WRITTEN TASK: Report each line of the records below that contains the string "chrome", copying the line in full. Case counts.

Entries from an annotation dataset:
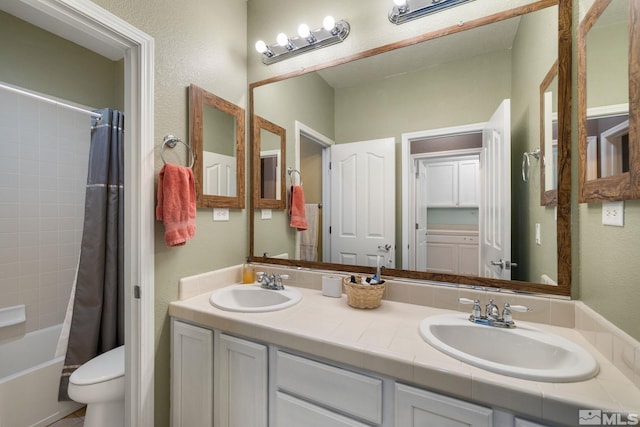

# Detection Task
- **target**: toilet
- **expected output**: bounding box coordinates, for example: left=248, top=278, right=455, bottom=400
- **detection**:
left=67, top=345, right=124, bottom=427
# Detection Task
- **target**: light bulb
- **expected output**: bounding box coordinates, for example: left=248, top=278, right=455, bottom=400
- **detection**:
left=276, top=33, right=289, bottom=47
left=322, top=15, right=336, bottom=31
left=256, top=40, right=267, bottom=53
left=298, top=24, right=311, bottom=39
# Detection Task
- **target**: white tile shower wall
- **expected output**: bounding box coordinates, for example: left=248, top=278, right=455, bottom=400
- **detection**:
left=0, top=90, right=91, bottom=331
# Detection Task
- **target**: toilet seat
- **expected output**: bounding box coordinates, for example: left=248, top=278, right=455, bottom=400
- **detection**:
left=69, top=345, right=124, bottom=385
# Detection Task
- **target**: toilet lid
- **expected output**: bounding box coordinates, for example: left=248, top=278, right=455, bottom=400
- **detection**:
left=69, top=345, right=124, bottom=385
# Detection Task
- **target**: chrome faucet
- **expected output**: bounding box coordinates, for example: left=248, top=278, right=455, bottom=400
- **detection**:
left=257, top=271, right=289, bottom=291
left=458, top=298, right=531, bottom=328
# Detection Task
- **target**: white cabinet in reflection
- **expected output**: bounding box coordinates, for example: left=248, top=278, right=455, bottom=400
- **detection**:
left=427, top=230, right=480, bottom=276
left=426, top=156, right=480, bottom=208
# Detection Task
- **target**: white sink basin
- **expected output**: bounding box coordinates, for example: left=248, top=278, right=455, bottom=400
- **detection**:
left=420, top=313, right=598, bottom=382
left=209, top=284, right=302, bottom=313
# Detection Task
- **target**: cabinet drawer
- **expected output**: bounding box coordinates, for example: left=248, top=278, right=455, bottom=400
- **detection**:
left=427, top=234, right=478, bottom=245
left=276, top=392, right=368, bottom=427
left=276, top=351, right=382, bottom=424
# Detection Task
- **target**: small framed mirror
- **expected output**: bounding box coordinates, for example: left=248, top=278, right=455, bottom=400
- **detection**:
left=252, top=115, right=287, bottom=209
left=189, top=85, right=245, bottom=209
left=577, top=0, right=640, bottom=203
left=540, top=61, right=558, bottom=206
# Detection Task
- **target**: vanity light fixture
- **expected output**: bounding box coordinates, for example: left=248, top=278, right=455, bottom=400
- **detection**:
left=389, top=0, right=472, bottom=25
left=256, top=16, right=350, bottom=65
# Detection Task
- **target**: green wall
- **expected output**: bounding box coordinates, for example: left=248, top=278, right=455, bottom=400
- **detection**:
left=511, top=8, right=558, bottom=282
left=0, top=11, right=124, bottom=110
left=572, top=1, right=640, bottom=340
--
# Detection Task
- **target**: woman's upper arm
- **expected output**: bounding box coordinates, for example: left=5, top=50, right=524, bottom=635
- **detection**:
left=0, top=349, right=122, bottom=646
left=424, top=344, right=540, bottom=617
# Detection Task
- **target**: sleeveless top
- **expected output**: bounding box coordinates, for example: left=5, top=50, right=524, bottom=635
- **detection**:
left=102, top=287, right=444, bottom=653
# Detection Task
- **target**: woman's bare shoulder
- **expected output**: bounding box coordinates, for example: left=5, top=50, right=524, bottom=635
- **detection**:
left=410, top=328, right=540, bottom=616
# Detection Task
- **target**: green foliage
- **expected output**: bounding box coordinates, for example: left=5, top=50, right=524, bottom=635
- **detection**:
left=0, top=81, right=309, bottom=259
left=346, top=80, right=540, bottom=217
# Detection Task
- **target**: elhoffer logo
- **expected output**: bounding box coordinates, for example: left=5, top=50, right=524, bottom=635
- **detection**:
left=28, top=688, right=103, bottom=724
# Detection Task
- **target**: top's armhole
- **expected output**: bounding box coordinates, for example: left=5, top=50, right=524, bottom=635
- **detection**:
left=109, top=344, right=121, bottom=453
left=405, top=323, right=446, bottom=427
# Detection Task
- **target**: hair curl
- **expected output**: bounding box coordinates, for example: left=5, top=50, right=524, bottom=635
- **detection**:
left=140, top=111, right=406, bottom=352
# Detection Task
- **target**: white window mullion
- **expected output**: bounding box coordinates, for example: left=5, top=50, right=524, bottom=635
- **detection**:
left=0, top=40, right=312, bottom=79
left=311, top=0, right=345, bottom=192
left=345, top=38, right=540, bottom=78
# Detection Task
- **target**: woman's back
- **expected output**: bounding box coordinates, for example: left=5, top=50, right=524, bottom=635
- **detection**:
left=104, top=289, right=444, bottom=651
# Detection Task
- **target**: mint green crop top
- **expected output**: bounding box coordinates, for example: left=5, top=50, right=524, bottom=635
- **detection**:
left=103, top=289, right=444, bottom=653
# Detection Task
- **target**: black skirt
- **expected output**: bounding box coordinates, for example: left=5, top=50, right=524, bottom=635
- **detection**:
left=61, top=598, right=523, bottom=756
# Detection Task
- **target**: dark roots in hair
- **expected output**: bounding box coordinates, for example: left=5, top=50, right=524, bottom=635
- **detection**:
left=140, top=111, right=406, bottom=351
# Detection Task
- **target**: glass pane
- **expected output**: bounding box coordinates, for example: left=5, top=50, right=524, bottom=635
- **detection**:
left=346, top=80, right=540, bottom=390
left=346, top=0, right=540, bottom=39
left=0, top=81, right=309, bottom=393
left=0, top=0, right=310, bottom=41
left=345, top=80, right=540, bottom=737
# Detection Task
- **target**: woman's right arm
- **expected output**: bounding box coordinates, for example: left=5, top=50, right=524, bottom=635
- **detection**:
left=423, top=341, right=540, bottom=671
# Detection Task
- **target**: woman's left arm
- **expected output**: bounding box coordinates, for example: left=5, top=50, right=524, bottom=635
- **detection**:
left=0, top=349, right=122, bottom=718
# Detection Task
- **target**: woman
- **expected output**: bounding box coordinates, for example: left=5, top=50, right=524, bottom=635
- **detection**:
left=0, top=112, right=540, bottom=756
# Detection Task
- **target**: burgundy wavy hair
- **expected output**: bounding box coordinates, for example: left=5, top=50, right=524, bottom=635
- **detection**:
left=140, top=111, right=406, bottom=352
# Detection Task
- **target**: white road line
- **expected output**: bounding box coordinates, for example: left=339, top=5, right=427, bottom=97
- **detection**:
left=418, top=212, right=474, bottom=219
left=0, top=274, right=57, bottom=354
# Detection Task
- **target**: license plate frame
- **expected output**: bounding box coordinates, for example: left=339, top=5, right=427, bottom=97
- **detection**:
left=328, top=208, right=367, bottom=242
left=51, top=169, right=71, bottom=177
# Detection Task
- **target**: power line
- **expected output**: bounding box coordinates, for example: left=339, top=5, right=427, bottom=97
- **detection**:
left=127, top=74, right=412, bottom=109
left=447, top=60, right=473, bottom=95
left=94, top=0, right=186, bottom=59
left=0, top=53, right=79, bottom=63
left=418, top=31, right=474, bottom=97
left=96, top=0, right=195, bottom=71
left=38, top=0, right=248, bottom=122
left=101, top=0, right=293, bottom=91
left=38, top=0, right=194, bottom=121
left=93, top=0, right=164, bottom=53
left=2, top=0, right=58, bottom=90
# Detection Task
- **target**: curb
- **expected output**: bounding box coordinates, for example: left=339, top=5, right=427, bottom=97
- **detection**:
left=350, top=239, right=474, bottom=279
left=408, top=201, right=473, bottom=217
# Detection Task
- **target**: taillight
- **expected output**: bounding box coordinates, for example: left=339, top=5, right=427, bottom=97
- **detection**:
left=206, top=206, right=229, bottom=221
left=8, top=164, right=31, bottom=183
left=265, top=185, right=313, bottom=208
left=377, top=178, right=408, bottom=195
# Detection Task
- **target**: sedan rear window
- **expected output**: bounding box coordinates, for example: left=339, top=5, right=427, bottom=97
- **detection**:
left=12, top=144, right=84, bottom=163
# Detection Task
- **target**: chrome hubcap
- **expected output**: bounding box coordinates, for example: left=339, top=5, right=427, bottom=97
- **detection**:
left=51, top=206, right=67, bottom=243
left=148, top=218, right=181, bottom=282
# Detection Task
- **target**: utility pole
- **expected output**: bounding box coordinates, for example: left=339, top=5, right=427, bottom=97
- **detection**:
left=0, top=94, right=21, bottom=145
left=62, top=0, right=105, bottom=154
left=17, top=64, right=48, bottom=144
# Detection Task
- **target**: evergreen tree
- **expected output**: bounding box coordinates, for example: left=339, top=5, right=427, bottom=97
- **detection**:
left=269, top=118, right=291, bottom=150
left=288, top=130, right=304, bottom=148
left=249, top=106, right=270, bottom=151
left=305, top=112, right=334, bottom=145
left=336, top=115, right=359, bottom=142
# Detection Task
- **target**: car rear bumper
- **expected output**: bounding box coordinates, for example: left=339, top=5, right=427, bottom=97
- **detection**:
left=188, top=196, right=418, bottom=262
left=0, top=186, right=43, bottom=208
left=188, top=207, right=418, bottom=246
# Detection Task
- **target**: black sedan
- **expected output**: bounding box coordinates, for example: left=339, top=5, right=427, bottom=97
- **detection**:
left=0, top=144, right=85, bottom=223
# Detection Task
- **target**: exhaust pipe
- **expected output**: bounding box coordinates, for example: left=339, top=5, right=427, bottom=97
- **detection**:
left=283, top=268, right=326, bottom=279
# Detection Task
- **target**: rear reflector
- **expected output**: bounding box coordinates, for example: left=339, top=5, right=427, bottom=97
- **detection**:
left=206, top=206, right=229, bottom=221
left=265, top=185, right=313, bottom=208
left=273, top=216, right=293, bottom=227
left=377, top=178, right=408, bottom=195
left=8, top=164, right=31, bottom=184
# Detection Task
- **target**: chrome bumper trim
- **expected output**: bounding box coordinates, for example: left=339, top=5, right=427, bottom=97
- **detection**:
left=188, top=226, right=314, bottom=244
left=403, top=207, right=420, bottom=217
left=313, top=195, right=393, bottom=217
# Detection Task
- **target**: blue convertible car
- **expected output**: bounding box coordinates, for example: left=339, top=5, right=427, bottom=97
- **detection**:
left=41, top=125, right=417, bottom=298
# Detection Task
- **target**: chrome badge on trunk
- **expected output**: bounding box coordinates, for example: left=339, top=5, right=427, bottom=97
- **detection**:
...
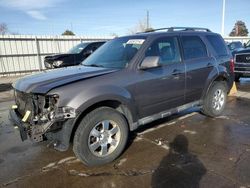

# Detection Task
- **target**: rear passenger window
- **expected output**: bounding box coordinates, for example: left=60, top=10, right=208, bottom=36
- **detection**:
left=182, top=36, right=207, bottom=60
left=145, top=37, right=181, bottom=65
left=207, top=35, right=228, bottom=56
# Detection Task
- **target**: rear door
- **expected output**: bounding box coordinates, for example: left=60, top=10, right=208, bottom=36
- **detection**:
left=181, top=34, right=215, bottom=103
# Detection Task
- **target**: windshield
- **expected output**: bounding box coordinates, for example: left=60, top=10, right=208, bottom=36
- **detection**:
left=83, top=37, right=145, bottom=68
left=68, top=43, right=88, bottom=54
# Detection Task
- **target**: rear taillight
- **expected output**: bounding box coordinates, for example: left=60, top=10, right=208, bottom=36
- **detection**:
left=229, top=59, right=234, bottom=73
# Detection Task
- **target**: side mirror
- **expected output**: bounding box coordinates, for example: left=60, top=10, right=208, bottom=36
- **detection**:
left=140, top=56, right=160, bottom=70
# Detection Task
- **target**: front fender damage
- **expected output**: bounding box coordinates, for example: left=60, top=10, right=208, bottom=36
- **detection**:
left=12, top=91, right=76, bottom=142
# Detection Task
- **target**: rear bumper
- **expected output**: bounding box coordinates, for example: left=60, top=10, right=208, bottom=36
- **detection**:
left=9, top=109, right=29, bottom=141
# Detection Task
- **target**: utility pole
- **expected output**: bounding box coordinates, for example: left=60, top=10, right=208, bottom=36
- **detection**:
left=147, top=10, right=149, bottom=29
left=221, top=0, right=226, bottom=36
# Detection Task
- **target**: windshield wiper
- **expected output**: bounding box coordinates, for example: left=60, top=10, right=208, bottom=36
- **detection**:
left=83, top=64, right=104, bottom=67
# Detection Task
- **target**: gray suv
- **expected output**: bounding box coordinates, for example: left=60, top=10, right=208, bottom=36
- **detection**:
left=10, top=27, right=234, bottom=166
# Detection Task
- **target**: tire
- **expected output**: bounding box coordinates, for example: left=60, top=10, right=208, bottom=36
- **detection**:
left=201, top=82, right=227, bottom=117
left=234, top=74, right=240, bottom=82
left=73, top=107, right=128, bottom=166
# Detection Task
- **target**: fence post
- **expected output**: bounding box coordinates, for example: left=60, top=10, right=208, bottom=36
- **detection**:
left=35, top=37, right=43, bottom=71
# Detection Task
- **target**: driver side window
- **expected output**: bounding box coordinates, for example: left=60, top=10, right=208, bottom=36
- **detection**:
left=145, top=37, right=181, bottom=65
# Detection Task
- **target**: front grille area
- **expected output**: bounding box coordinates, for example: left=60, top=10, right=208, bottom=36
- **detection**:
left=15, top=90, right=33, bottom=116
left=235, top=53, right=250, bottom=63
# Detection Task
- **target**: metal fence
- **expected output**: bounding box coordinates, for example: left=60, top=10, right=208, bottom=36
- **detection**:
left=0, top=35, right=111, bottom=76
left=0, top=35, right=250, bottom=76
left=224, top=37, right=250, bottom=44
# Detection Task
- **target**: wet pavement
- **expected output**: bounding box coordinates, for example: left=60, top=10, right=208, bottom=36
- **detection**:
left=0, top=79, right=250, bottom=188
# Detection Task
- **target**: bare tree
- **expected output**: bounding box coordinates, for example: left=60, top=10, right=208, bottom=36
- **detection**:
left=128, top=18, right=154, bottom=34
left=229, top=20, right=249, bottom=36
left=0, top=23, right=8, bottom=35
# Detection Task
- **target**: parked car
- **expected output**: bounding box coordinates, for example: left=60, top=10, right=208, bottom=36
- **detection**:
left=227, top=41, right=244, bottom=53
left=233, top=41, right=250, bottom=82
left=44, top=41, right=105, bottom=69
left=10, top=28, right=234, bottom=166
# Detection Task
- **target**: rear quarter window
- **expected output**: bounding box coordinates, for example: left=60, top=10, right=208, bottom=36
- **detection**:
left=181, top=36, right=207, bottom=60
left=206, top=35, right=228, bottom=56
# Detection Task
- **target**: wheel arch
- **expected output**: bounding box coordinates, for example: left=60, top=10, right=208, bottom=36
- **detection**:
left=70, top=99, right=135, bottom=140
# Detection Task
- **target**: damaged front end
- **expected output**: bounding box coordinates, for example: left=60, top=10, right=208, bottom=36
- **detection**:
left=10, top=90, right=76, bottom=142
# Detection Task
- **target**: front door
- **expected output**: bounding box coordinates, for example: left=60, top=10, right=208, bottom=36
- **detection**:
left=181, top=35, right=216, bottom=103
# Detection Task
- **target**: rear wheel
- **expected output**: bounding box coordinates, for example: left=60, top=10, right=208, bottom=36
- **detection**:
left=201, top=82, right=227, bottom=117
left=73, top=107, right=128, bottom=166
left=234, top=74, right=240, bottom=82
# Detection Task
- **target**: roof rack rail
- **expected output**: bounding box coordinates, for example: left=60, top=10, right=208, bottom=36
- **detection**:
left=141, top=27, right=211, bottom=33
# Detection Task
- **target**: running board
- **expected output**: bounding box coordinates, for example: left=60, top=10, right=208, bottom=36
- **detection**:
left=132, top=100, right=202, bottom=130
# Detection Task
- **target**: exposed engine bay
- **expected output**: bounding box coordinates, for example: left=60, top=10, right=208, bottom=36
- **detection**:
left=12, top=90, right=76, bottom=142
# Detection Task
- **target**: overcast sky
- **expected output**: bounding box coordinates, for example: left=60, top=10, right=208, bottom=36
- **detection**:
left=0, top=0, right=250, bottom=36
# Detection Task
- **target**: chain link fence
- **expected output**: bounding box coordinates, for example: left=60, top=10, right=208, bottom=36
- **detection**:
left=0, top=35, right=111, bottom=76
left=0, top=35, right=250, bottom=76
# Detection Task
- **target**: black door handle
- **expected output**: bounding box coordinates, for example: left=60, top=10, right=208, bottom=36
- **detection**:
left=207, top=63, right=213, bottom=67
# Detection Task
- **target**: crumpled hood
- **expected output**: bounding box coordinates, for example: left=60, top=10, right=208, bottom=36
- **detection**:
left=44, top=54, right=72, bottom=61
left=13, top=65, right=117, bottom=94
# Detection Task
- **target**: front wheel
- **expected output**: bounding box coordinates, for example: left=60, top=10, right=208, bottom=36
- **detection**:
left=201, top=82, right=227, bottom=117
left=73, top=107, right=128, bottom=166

RESULT OF THE TASK:
- **target**: chrome faucet
- **target**: chrome hubcap
- **target**: chrome bumper trim
- **target**: chrome badge on trunk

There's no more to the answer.